Dataset excerpt
+ + +
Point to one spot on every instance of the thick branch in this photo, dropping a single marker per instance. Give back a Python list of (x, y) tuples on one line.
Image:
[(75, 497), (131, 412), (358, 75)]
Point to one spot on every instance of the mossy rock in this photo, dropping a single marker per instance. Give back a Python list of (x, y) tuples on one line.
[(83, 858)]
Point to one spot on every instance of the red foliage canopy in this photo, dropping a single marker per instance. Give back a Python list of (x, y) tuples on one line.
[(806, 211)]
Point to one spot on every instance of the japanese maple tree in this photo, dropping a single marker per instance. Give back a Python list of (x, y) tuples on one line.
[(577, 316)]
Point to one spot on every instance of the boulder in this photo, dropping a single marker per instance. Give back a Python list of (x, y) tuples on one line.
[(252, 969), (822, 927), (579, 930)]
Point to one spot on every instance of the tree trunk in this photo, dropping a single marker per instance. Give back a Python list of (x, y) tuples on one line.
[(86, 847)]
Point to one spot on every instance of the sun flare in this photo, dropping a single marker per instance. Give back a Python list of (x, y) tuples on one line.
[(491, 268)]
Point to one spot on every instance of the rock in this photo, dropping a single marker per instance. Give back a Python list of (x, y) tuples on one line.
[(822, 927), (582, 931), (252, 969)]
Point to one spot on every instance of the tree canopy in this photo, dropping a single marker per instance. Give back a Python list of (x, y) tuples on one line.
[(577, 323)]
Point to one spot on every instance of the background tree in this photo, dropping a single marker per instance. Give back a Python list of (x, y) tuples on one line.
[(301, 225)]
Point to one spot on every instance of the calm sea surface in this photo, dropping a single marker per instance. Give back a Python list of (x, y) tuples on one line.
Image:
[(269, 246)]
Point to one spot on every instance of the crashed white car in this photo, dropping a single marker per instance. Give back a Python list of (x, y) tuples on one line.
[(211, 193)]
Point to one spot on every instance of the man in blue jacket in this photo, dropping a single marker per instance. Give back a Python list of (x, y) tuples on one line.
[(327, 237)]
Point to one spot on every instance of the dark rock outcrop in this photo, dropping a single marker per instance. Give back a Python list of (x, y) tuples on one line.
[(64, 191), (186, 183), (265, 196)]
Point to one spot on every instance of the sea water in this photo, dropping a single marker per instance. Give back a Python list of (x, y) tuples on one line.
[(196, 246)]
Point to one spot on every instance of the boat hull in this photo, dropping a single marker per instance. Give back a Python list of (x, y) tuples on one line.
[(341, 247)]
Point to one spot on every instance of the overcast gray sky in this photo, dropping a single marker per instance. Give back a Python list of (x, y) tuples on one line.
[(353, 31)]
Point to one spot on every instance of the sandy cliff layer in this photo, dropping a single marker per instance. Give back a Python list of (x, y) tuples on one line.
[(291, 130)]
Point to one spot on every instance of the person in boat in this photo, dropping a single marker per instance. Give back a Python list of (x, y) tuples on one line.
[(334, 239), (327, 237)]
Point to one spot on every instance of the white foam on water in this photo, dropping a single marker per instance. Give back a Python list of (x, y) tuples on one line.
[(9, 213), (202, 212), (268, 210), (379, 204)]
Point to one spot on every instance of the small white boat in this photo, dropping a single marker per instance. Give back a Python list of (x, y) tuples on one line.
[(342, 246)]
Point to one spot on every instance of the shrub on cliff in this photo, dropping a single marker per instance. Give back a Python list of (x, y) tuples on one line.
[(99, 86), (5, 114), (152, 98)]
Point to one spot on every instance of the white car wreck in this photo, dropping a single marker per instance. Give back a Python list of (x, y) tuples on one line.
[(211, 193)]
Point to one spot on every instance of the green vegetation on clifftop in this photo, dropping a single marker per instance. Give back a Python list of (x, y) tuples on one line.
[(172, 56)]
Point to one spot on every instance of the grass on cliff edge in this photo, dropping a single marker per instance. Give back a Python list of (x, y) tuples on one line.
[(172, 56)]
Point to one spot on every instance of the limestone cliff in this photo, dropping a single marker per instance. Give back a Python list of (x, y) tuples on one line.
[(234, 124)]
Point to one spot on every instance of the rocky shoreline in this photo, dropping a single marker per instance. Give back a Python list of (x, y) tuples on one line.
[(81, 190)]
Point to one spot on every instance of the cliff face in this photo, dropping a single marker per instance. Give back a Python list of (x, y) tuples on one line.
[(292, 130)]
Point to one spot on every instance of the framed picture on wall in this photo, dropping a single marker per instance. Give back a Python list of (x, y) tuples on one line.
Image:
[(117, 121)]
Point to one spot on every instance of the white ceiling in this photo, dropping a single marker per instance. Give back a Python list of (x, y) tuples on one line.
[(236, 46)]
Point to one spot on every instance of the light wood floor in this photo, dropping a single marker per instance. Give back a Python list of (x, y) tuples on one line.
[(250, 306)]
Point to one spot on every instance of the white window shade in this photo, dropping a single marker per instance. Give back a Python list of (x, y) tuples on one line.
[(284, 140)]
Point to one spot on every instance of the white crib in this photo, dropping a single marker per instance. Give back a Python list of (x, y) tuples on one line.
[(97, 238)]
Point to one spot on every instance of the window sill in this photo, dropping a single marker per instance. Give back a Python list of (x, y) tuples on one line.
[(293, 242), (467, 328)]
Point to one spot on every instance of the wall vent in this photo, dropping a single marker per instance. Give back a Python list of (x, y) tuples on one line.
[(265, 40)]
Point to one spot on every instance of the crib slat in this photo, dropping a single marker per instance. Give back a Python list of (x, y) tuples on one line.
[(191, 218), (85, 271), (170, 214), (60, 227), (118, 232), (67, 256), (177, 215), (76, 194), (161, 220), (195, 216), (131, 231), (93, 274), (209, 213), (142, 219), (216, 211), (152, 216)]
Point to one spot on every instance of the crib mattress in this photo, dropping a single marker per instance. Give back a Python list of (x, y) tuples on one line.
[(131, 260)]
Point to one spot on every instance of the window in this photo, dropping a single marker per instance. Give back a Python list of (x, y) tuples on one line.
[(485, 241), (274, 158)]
+ + +
**WHAT TO WORK ON**:
Repeat the material above with every "Python list" switched to "JSON array", changing nothing else.

**TASK SOLUTION**:
Point to one spot on every instance of the thick branch in this photo, dropping a single marker per instance. Give back a JSON array of (x, y) tuples on one line.
Image:
[(75, 497), (131, 412), (358, 75)]
Point to one spot on every instance of the mossy rock in this photo, dropping a single marker per instance. Give back a JSON array of (x, y) tuples on one line.
[(83, 858)]
Point to one spot on every instance of the red foliage canopy in this photo, dropping a single marker per instance. Give back a JSON array of (x, y) tuples on one line.
[(806, 211)]
Point to one spot on every instance of the japanese maple tree in this photo, dropping a single marker per instance. Give back a JSON array of (x, y) tuples on one line.
[(577, 316)]
Point to one spot on every instance of the boulder in this photo, dropping a single marker per instance. Give back a JSON array of (x, y) tuples on one line.
[(252, 969), (822, 927), (579, 930)]
Point to one spot on every instance of the tree trunk in this photo, dropping a single marker per instance. Give back a JSON array of (x, y) tuples on one line.
[(86, 847)]
Point to one spot on every instance of the sun flare in this photo, dropping a single marker per instance. Give back a JSON array of (x, y) tuples on one line.
[(491, 268)]
Point to one spot on every instance of the rock in this photo, dropping a single marker per instance. Give back a JSON array of (x, y) tuples on one line.
[(822, 927), (582, 931), (252, 969)]
Point to one spot on every instance of the tree canopy in this photo, dropping a single marker per instance. Give back a JSON array of (x, y) tuples on one line.
[(577, 323)]
Point to one spot on every instance of the background tree in this photo, dropping a single marker per instance. Give back a JSON array of (x, y) tuples on one line.
[(301, 225)]
Point to one spot on every instance of the calm sea surface in this photo, dropping a single marker per instance. Give back a JSON array of (x, y) tuples on one line.
Image:
[(269, 246)]
Point to one spot on every instance of the crashed white car in this photo, dropping a single marker per instance. Give back a JSON array of (x, y) tuples on one line.
[(211, 193)]
Point to one spot on every instance of the man in blue jacket in this photo, dropping a single marker per instance. Give back a JSON array of (x, y) tuples on one line.
[(327, 237)]
Point to one spot on every instance of the dark rock outcrop in this photo, dropping a single marker per instance. Give back a JSON array of (x, y) tuples on one line.
[(64, 191), (186, 183), (265, 196)]
Point to one spot on every instance of the sea water in this photo, dropping a single marker per instance. Give back a JSON array of (x, y) tuples on one line.
[(196, 246)]
Point to one spot on every instance of the boat hull in this photo, dropping a single marker per instance. Give back a JSON array of (x, y) tuples on one line.
[(341, 247)]
Point to one spot on every instance of the overcast gray sky in this photo, dropping a single marker per instance. Give back a JSON array of (x, y) tuples on one line.
[(353, 31)]
Point to one spot on every instance of the sandy cliff layer in this photo, dropping a single marker per instance. Give back a JSON array of (x, y) tuples on one line.
[(291, 130)]
Point to one spot on every instance of the person in boat in this photo, dropping a single marker per instance. Give back a JSON array of (x, y) tuples on one line.
[(334, 239), (327, 237)]
Point to one spot on every instance of the white foam on water in this photo, dropping a single marker per instance. Give back a JSON array of (x, y) tuples on one line.
[(9, 213), (202, 212), (268, 210), (379, 204)]
Point to one spot on every instance of the small white boat in this photo, dropping a single marker per instance. Give back a JSON array of (x, y) tuples on one line.
[(342, 246)]
Point to one spot on every instance of the shrub on cliff in this photo, dropping a single marker per instance. Give back a JSON array of (x, y) tuples on one line.
[(99, 86), (5, 114), (152, 98)]
Point to one spot on every instance of the white car wreck in this photo, dropping a single marker per instance. Give back a JSON array of (x, y) tuples on one line.
[(211, 193)]
Point to one spot on every instance of the green vegetation on clifftop in this photo, dropping a single marker per instance. Give back a JSON array of (x, y) tuples on one line.
[(172, 56)]
Point to one spot on every instance of the grass on cliff edge in this photo, dropping a single marker per instance. Give back a JSON array of (x, y) tuples on one line.
[(172, 56)]
Point to one spot on every instance of the limestone cliff in this photo, dropping a single marker per instance. Give back a JSON array of (x, y) tuples on one line.
[(234, 124)]
Point to one spot on every instance of the rocky shoreline in this photo, dropping a single marker per instance. Give back a JSON array of (x, y) tuples on one line.
[(81, 190)]
Point to one spot on every instance of the cliff face in this photo, dropping a single marker per instance. Give back a JSON array of (x, y) tuples on one line.
[(292, 130)]
Point to one spot on every instance of the framed picture on wall in this photo, dropping a single marker per instance. Give back a JSON array of (x, y) tuples on one line.
Image:
[(117, 121)]
Point to one spot on every instance of the white ceiling in this photo, dropping a single marker per instance. Give back a JSON array of (x, y) tuples on one line.
[(236, 46)]
Point to one spot on every instance of the light wood floor in this photo, dropping a single marker per instance. Give back a JSON array of (x, y) tuples on one line.
[(250, 306)]
Point to one spot on every instance of the white window shade in this photo, dropping a single marker per instance. Give back a JSON array of (x, y) tuples on one line.
[(284, 140)]
Point to one spot on every instance of the white crib in this photo, dropping a single marker per instance. Give back a JSON array of (x, y) tuples on one line.
[(97, 238)]
Point to one spot on every instance of the window sill in this photo, dropping a single marker per instance. Give back a JSON array of (x, y) tuples on one line.
[(293, 242), (467, 328)]
Point to one spot on every instance of the wall vent in this photo, dropping a single marker per instance. Give back a JSON array of (x, y) tuples on one line.
[(265, 40)]
Point to one spot on every instance of the crib slat in this photo, dropping a single marker per instance. Give back a JSON array of (x, y) tuples on one line.
[(191, 218), (85, 271), (170, 214), (60, 227), (118, 232), (67, 256), (177, 215), (76, 194), (161, 220), (195, 216), (131, 231), (93, 274), (209, 213), (142, 219), (216, 211), (152, 216)]
Point to one spot on every instance of the crib mattress in this photo, dropping a single marker per instance. Give back a JSON array of (x, y) tuples on one line.
[(131, 260)]
Point to one spot on every instance of the window in this photo, dropping a single marker per instance. Give back a JSON array of (x, y) tuples on one line.
[(485, 241), (274, 158)]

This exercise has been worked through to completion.